Repeat exactly the lines from the line containing "If you could tag each instance of the frost" to the last line of the listing, including both.

▶ Stored items:

------------------------

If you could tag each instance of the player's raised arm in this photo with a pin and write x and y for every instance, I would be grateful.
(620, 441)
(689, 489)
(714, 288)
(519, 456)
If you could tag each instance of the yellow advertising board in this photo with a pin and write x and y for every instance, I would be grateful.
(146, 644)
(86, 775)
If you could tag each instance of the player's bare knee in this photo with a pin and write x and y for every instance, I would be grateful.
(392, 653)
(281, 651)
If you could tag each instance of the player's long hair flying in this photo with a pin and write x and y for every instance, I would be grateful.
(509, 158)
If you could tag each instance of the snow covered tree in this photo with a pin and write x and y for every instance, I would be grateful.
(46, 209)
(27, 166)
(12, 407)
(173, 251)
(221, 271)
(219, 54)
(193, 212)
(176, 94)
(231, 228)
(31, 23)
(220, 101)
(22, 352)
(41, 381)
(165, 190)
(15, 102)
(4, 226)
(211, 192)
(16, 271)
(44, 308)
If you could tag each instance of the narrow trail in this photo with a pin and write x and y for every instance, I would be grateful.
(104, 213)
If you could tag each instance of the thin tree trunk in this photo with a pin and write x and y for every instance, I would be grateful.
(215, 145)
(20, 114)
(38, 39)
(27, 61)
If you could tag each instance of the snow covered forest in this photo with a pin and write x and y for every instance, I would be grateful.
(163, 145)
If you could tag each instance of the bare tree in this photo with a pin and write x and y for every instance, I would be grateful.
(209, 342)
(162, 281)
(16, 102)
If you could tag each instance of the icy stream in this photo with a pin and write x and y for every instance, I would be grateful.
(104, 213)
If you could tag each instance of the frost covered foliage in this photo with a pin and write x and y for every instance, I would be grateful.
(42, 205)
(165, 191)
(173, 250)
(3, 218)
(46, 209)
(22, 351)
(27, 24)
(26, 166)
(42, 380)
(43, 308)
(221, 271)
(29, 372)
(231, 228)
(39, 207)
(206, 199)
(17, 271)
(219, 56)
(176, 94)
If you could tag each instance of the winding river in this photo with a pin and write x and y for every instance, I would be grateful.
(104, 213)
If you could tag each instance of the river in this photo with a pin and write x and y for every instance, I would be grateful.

------------------------

▶ RESPONSE FOR THIS EXERCISE:
If you could tag each instance of the frost covered foliage in this photo with a pin and write x and y for every instance, I would be grateful.
(42, 205)
(165, 191)
(173, 250)
(3, 218)
(46, 209)
(22, 351)
(27, 24)
(26, 166)
(42, 380)
(43, 308)
(221, 271)
(29, 372)
(231, 228)
(39, 207)
(206, 199)
(17, 271)
(219, 56)
(176, 94)
If you could tag each instance of the winding river in this photo with a pin and write x and y for every instance, I would be grateful.
(104, 213)
If you could tag each instance of the river in this photo with a pin and write x and y for every instance, I would be grateful.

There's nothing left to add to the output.